EXTRACTED ENTRIES:
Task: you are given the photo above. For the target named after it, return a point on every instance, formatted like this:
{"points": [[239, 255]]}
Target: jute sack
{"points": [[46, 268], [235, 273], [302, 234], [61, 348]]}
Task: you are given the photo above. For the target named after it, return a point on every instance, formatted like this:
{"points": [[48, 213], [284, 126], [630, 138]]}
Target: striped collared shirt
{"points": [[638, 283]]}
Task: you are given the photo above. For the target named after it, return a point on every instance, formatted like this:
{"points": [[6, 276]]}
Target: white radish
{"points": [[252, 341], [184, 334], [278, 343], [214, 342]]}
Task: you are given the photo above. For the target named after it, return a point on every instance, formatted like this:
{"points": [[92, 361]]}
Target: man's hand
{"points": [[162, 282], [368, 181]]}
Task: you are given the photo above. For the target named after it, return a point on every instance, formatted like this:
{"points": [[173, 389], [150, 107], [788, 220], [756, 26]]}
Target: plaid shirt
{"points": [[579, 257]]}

AIM OF THE EXERCISE: Take the listing above and write it out again exactly.

SOLVED PROBLEM:
Task: you are given the photo above. For the target named after it, return a point on every instance, formatted like this:
{"points": [[239, 255]]}
Target: jute sack
{"points": [[46, 268], [235, 273], [302, 234], [61, 348]]}
Task: you are given the photo above. For the target named after it, return a point on every instance, formatted like this:
{"points": [[48, 213], [284, 126], [630, 138]]}
Target: striped collared shirt
{"points": [[638, 283]]}
Task: you are given the photo above. For the target named after it, return a point on every instance, formatted like this:
{"points": [[6, 276]]}
Target: white radish
{"points": [[252, 341], [184, 334], [278, 343], [214, 342]]}
Task: you are given the photo above. For the target named after it, return a point on every instance, formatted like this:
{"points": [[92, 361]]}
Target: man's hand
{"points": [[162, 282], [368, 181]]}
Task: you are given the photo above. For the target named after it, return a point on every instance, formatted like this:
{"points": [[173, 389], [150, 107], [788, 220], [756, 26]]}
Target: plaid shirt
{"points": [[579, 257]]}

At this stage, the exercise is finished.